== Fragmento seleccionado
¿Quién da más?
No hace tantos años las marcas tecnológicas se afanaban en añadir a sus productos tantas funcionalidades como les fuera posible. Uno iba a comprar un reproductor de video y se llevaba el que llevara más conexiones en la parte de atrás, aunque no tuviera ni idea de para qué servían y, por supuesto, aunque jamás fuera a utilizarlas. Los dependientes en las tiendas sencillamente recomendaban el que “tuviera una lista más larga” de funcionalidades, conexiones y botones. Así fue el consumo durante mucho tiempo, todo el tiempo que los consumidores tardaron en aprender sobre la tecnología que estaban comprando, es decir, el tiempo que tardaron en convertirse en expertos.
Como habitualmente, no hay reglas absolutas ni universales. Una parte de los consumidores se ha hecho experta con el paso del tiempo, mientras que el propio crecimiento orgánico del mercado posibilita que siga habiendo consumidores que compran el que tenga “más conexiones en la parte de atrás”, debido a que acaban de llegar al mercado. Sin embargo, las nuevas generaciones que se incorporan al tejido de consumo ya tienen mucha práctica con los productos tecnológicos, así que en el conjunto del mercado los expertos van pesando cada vez más.
La pregunta es más importante que la respuesta
Aún así, hoy en día la estrategia de añadir valor a nuestros productos sigue siendo una de las más populares. El origen de esta visión competitiva se encuentra, de nuevo, en la predominante orientación al producto (contrapuesta a la orientación al mercado). La orientación al producto parece llevarnos a una pregunta recurrente: ¿cómo puedo hacer productos mejores? Y esa pregunta nos lleva a la respuesta acostumbrada: incrementando su calidad y añadiéndolos valor.
Se añade valor de varias formas, entre otras:
- Aumentando la calidad de la materia prima.
- Aumentando el número de funcionalidades.
- Aumentando la inversión en diseño.
====
== Datos proporcionados
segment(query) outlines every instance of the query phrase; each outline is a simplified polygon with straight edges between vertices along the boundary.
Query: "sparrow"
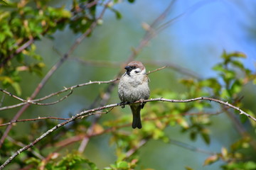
====
**Qué debes hacer:** Repite de principio a fin el texto sobre la estrategia de añadir valor a los productos tecnológicos, sin alterar ni una palabra. Los datos proceden de una fuente distinta.

**Solución:**
¿Quién da más?
No hace tantos años las marcas tecnológicas se afanaban en añadir a sus productos tantas funcionalidades como les fuera posible. Uno iba a comprar un reproductor de video y se llevaba el que llevara más conexiones en la parte de atrás, aunque no tuviera ni idea de para qué servían y, por supuesto, aunque jamás fuera a utilizarlas. Los dependientes en las tiendas sencillamente recomendaban el que “tuviera una lista más larga” de funcionalidades, conexiones y botones. Así fue el consumo durante mucho tiempo, todo el tiempo que los consumidores tardaron en aprender sobre la tecnología que estaban comprando, es decir, el tiempo que tardaron en convertirse en expertos.
Como habitualmente, no hay reglas absolutas ni universales. Una parte de los consumidores se ha hecho experta con el paso del tiempo, mientras que el propio crecimiento orgánico del mercado posibilita que siga habiendo consumidores que compran el que tenga “más conexiones en la parte de atrás”, debido a que acaban de llegar al mercado. Sin embargo, las nuevas generaciones que se incorporan al tejido de consumo ya tienen mucha práctica con los productos tecnológicos, así que en el conjunto del mercado los expertos van pesando cada vez más.
La pregunta es más importante que la respuesta
Aún así, hoy en día la estrategia de añadir valor a nuestros productos sigue siendo una de las más populares. El origen de esta visión competitiva se encuentra, de nuevo, en la predominante orientación al producto (contrapuesta a la orientación al mercado). La orientación al producto parece llevarnos a una pregunta recurrente: ¿cómo puedo hacer productos mejores? Y esa pregunta nos lleva a la respuesta acostumbrada: incrementando su calidad y añadiéndolos valor.
Se añade valor de varias formas, entre otras:
- Aumentando la calidad de la materia prima.
- Aumentando el número de funcionalidades.
- Aumentando la inversión en diseño.